Document extract —
I told my wife that this one was hitting me hard. She asked, in essence, why this particular story. A fair question, given that nothing about this pattern— a charismatic man cocooned from consequence— was new.
I thought about my conversations with those women in Maine, about how much they reminded me of the countless times I’ve witnessed wives, mothers and female colleagues asked to defend the worst behavior from men for the sake of a bigger cause. I thought about Dolores Huerta, and the ways that, even in movements for justice, women are callously tossed to the wolves but men are always too big to fail.
I also remember the many times my own fragile male ego has taken the wheel— not at the level of Platner’s, to be clear, but in the more prosaic manner familiar to any woman whose ever shared a workplace with men in love with the sound of our own voices.
To be a man, I’ve learned, is to have excuses made for you.

Exercise instructions — Reproduce the entire passage about men being shielded from consequences word for word. Work only from the passage above.

Material —
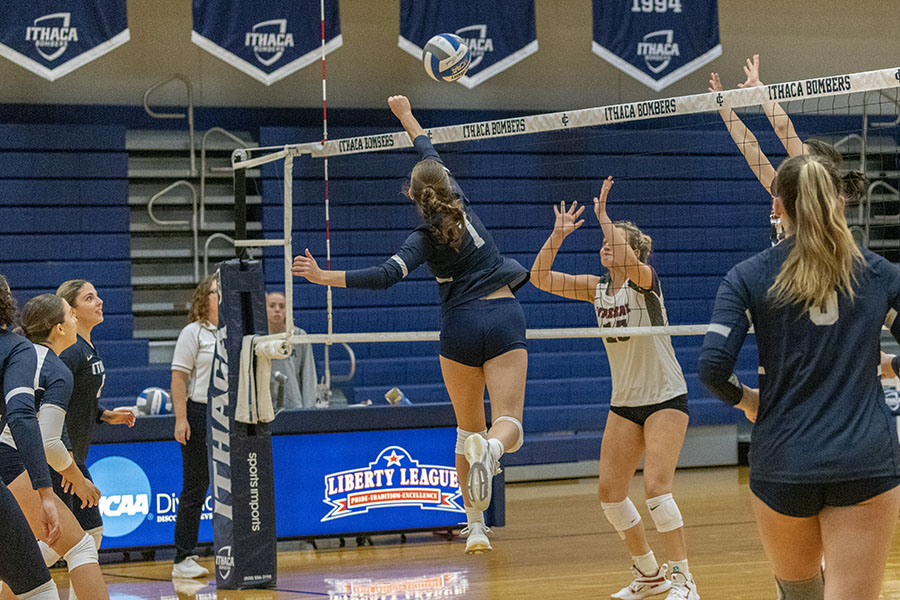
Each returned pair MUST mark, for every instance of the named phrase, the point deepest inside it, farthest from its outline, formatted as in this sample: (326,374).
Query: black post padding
(240,202)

Task solution —
I told my wife that this one was hitting me hard. She asked, in essence, why this particular story. A fair question, given that nothing about this pattern— a charismatic man cocooned from consequence— was new.
I thought about my conversations with those women in Maine, about how much they reminded me of the countless times I’ve witnessed wives, mothers and female colleagues asked to defend the worst behavior from men for the sake of a bigger cause. I thought about Dolores Huerta, and the ways that, even in movements for justice, women are callously tossed to the wolves but men are always too big to fail.
I also remember the many times my own fragile male ego has taken the wheel— not at the level of Platner’s, to be clear, but in the more prosaic manner familiar to any woman whose ever shared a workplace with men in love with the sound of our own voices.
To be a man, I’ve learned, is to have excuses made for you.